▶ _The problem_
Turn the material into a numbered list, starting at the line that contains "[locate] straw fedora" and continuing through the last line of the material, with blank lines left out.

━━━━━━━━━━━━━━━━

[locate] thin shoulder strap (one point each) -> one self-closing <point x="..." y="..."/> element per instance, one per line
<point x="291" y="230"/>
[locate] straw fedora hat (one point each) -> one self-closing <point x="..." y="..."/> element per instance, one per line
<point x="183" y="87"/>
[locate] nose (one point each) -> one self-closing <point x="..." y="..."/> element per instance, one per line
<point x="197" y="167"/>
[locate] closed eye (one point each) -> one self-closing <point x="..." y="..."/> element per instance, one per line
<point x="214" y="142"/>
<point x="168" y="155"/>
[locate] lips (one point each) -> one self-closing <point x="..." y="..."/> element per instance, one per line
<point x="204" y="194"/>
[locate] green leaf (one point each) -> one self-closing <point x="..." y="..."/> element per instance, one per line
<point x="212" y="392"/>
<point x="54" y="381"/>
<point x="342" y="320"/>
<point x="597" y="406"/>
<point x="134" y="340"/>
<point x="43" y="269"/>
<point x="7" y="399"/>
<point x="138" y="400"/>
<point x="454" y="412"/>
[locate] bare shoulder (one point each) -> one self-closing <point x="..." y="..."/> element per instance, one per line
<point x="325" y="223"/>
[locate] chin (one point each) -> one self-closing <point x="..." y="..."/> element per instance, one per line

━━━━━━━━━━━━━━━━

▶ _Problem solution_
1. [locate] straw fedora hat (one point each) -> one self-closing <point x="..." y="..."/> element per instance, one per line
2. <point x="183" y="87"/>
3. [locate] nose (one point each) -> one self-closing <point x="..." y="..."/> element per instance, one per line
4. <point x="197" y="167"/>
5. [locate] closed eye (one point each) -> one self-closing <point x="..." y="..."/> element per instance, one per line
6. <point x="214" y="142"/>
7. <point x="168" y="155"/>
8. [locate] lips (one point each) -> one self-closing <point x="..." y="..."/> element per instance, one per line
9. <point x="204" y="194"/>
10. [locate] green leaf (one point each) -> one self-closing <point x="..." y="..."/> element per instance, one per line
11. <point x="212" y="392"/>
12. <point x="54" y="381"/>
13. <point x="342" y="320"/>
14. <point x="597" y="406"/>
15. <point x="134" y="340"/>
16. <point x="43" y="269"/>
17. <point x="7" y="399"/>
18. <point x="138" y="400"/>
19. <point x="454" y="412"/>
20. [locate] bare shoulder (one point each) -> one self-closing <point x="..." y="..."/> element per instance, one per line
21. <point x="325" y="223"/>
22. [locate] chin (one point each) -> one self-closing <point x="..." y="..."/> element per instance, one per line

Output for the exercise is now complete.